*WHAT YOU NEED TO DO*
Print the full listing exactly.

*EXERCISE DATA*
_ _ _ _ _

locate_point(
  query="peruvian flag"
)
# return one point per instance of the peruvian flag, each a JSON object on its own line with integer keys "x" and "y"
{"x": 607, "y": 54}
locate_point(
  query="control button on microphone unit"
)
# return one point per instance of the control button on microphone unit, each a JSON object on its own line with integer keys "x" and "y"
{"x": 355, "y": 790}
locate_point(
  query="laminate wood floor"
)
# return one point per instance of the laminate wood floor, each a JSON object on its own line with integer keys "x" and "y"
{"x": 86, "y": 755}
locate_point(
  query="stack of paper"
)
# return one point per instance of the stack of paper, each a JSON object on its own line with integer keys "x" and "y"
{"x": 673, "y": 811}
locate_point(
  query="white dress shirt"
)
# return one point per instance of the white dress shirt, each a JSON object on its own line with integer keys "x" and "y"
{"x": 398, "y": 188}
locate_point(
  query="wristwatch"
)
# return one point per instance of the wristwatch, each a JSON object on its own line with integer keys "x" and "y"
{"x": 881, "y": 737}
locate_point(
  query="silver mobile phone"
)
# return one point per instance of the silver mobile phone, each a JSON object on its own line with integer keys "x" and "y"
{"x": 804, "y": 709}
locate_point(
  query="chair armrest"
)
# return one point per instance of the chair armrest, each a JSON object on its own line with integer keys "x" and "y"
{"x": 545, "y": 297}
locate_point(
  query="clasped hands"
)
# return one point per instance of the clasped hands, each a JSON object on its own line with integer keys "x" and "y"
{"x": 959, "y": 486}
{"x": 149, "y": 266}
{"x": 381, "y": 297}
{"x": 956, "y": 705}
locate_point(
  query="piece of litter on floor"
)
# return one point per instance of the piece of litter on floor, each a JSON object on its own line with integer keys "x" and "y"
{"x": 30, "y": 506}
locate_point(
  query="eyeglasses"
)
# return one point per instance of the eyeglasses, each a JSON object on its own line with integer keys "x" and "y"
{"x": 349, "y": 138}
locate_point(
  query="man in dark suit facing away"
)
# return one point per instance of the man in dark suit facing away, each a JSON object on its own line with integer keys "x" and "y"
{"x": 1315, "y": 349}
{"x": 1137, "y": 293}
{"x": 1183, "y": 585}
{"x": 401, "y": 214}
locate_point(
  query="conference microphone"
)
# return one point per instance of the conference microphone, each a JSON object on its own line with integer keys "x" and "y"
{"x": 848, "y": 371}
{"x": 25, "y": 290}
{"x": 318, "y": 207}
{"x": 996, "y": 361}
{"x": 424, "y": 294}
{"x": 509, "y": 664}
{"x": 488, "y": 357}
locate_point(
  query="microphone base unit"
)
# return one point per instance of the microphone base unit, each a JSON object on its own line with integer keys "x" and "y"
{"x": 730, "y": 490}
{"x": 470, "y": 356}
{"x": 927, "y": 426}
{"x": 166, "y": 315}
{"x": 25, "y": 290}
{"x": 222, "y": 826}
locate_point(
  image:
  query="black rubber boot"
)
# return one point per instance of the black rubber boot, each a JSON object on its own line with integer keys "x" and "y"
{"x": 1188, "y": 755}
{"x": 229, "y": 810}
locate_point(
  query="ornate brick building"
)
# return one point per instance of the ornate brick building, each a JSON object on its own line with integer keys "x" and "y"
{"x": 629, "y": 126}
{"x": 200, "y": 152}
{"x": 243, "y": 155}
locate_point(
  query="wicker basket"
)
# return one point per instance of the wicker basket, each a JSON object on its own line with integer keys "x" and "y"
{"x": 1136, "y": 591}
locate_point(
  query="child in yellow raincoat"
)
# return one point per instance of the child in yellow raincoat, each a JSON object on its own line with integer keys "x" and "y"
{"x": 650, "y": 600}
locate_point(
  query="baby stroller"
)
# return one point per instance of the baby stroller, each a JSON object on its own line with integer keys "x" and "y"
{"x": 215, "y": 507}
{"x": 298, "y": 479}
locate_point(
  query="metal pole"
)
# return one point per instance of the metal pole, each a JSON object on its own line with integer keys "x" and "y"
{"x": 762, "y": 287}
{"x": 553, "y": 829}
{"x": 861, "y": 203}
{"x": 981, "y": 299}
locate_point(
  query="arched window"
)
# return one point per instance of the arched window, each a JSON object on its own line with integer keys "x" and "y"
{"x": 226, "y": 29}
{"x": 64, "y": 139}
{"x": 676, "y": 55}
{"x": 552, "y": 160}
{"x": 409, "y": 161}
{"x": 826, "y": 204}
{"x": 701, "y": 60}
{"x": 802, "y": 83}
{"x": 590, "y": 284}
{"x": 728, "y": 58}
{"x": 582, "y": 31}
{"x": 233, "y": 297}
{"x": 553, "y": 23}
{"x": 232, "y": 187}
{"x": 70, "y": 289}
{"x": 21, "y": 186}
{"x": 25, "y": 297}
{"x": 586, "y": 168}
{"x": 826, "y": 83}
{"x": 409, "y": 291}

_ _ _ _ _

*WRITTEN RESPONSE*
locate_point(
  query="peruvian flag"
)
# return one point per instance of the peruvian flag, each a JSON object on its own line with integer keys "x" and "y"
{"x": 607, "y": 54}
locate_point(
  query="control button on microphone unit"
)
# return one point per instance of the control button on microphone unit, each a JSON object on its own line with integer keys "x" and "y"
{"x": 355, "y": 790}
locate_point(
  query="laminate wood floor"
)
# return one point per instance of the laminate wood floor, each a JSON object on its own line with integer keys "x" and "y"
{"x": 86, "y": 755}
locate_point(
  query="stack of paper"
)
# return one point per instance of the stack of paper, each a JSON object on its own line with integer keys "x" and "y"
{"x": 673, "y": 811}
locate_point(
  query="white dress shirt"
)
# return one point per instance of the white dress shirt, each a JSON object on its own line with integer keys "x" and "y"
{"x": 398, "y": 188}
locate_point(
  query="wristwatch"
)
# return one point per instance of the wristwatch, each a JSON object on its own line with integer keys "x" and "y"
{"x": 881, "y": 737}
locate_point(
  query="silver mobile phone"
)
# return one point per instance of the silver mobile phone, each a JSON object on its own line with integer keys "x" and "y"
{"x": 804, "y": 709}
locate_point(
  query="chair armrest"
)
# return one point per instance of the chair armrest, each a JSON object on its own line with integer keys "x" and "y"
{"x": 545, "y": 297}
locate_point(
  query="clasped hands"
)
# return one point per instance of the clasped hands, each a JSON object on its own line with integer keys "x" and "y"
{"x": 959, "y": 486}
{"x": 149, "y": 266}
{"x": 381, "y": 297}
{"x": 956, "y": 705}
locate_point(
  query="piece of litter on floor"
)
# return one point per instance of the piece of litter on floor, each a JSON object on its own line with integer keys "x" and "y"
{"x": 30, "y": 506}
locate_point(
  query="eyeglasses"
)
# return one point per instance of the eyeglasses, each a JSON object on its own line with integer keys "x" and "y"
{"x": 349, "y": 138}
locate_point(
  query="man in dark suit facing away"
)
# return one point per instance of the man in dark suit facing away, each a JSON object on its own line with integer keys "x" and "y"
{"x": 1315, "y": 349}
{"x": 1137, "y": 293}
{"x": 1183, "y": 585}
{"x": 401, "y": 214}
locate_point(
  query="conference microphone"
)
# return one point per instance of the conference microphone, each a JSON object on its own line with integer keys "x" and "y"
{"x": 848, "y": 371}
{"x": 25, "y": 290}
{"x": 318, "y": 207}
{"x": 996, "y": 361}
{"x": 424, "y": 294}
{"x": 509, "y": 664}
{"x": 488, "y": 357}
locate_point(
  query="microphone base unit"
)
# return one point per instance of the microphone base unit, each a JSON object on its own line with integer keys "x" and "y"
{"x": 730, "y": 490}
{"x": 470, "y": 356}
{"x": 927, "y": 426}
{"x": 166, "y": 315}
{"x": 25, "y": 290}
{"x": 222, "y": 826}
locate_point(
  image:
  query="black rubber boot"
)
# return one point per instance of the black rubber boot, each a JSON object on its own line with integer keys "x" and "y"
{"x": 1188, "y": 755}
{"x": 229, "y": 810}
locate_point(
  query="ornate brick building"
)
# return one point per instance of the ornate brick building, each a JSON object on its own line with integer keys "x" and "y"
{"x": 629, "y": 126}
{"x": 200, "y": 152}
{"x": 243, "y": 155}
locate_point(
  query="wicker basket"
)
# return one point per instance of the wicker basket, each a JSON object on its own line with integer keys "x" and "y"
{"x": 1136, "y": 591}
locate_point(
  query="child in yellow raincoat"
)
# return one point per instance of the child in yellow raincoat, each a JSON object on its own line with integer keys "x" and "y"
{"x": 650, "y": 600}
locate_point(
  query="baby stroller"
)
# return one point per instance of the baby stroller, each a JSON object on its own line with integer keys "x" and "y"
{"x": 215, "y": 507}
{"x": 298, "y": 479}
locate_point(
  query="metal pole"
)
# return one point per instance of the metal pole, each a JSON object on its own line with integer keys "x" and "y"
{"x": 762, "y": 287}
{"x": 553, "y": 829}
{"x": 861, "y": 203}
{"x": 981, "y": 299}
locate_point(
  query="arched window"
)
# return one point per instance of the arched window, each a JSON object on its own line with integer keys "x" and "y"
{"x": 226, "y": 29}
{"x": 64, "y": 139}
{"x": 676, "y": 55}
{"x": 552, "y": 160}
{"x": 409, "y": 161}
{"x": 826, "y": 204}
{"x": 701, "y": 60}
{"x": 802, "y": 83}
{"x": 590, "y": 284}
{"x": 728, "y": 58}
{"x": 582, "y": 31}
{"x": 233, "y": 297}
{"x": 553, "y": 23}
{"x": 232, "y": 187}
{"x": 70, "y": 289}
{"x": 21, "y": 186}
{"x": 25, "y": 297}
{"x": 586, "y": 168}
{"x": 826, "y": 83}
{"x": 409, "y": 291}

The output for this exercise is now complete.